> _Teks Bacaan_
---

Diperlukan data yang akurat mengenai volume dan harga/laba per satuan, yang
bisa diperoleh dari catatan Wajib Pajak atau pihak ketiga.
- Pendekatan Penghitungan Biaya Hidup (Cost
of Living Approach).
Pendekatan
ini umumnya digunakan untuk pemeriksaan Wajib Pajak Orang Pribadi,
terutama jika catatan kas dan bank tidak memadai. Caranya adalah dengan
menghitung total biaya hidup Wajib Pajak dan keluarganya selama setahun.
Logikanya,
penghasilan Wajib Pajak minimal harus dapat menutupi biaya hidupnya (dengan
asumsi tidak ada penambahan utang atau penggunaan tabungan). Biaya hidup
mencakup semua pengeluaran untuk konsumsi pribadi dan keluarga (misalnya
makanan, pakaian, perumahan, transportasi, pendidikan, rekreasi) tetapi tidak
termasuk pengeluaran untuk menambah kekayaan. Estimasi biaya hidup harus
dilakukan secara wajar dengan mempertimbangkan jumlah tanggungan, gaya hidup,
dan lokasi tempat tinggal Wajib Pajak, seringkali melalui wawancara atau
konfirmasi.
- Pendekatan Pertambahan Kekayaan Bersih
(Net Worth Approach).

---

> _Cuplikan Data_
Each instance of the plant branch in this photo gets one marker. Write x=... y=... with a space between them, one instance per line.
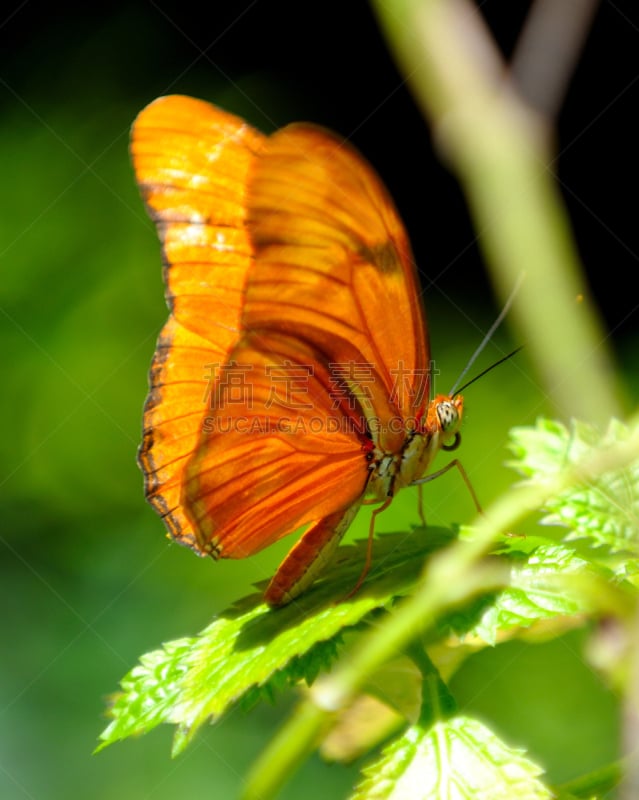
x=497 y=146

---

> _Tugas Dikerjakan_
1. Jawablah pertanyaan berikut berdasarkan teks bacaan, dan tandai setiap jawaban dengan huruf yang sama.
(a) Untuk pemeriksaan Wajib Pajak jenis apa pendekatan penghitungan biaya hidup umumnya digunakan?
(b) Untuk jangka waktu berapa lama total biaya hidup Wajib Pajak dan keluarganya dihitung?
(c) Pengeluaran apa yang tidak termasuk dalam biaya hidup?
2. Ringkaslah penjelasan dalam teks bacaan yang diawali "Pendekatan ini umumnya digunakan" dan diakhiri "melalui wawancara atau konfirmasi" menjadi daftar poin singkat tanpa menghilangkan fakta utamanya.
Baris-baris data tidak ada hubungannya dengan teks bacaan.

> _Jawaban Tiap Tugas_
1.
(a) Pendekatan ini umumnya digunakan untuk pemeriksaan Wajib Pajak Orang Pribadi.
(b) Total biaya hidup dihitung untuk jangka waktu setahun.
(c) Pengeluaran untuk menambah kekayaan tidak termasuk dalam biaya hidup.

2.
- Digunakan terutama untuk pemeriksaan Wajib Pajak Orang Pribadi, khususnya bila catatan kas dan bank tidak memadai.
- Caranya adalah menghitung total biaya hidup Wajib Pajak dan keluarganya selama setahun.
- Logikanya, penghasilan minimal harus dapat menutupi biaya hidup, dengan asumsi tidak ada penambahan utang atau penggunaan tabungan.
- Biaya hidup mencakup pengeluaran konsumsi pribadi dan keluarga, misalnya makanan, pakaian, perumahan, transportasi, pendidikan, dan rekreasi, tetapi tidak termasuk pengeluaran untuk menambah kekayaan.
- Estimasi harus wajar dengan mempertimbangkan jumlah tanggungan, gaya hidup, dan lokasi tempat tinggal, sering kali melalui wawancara atau konfirmasi.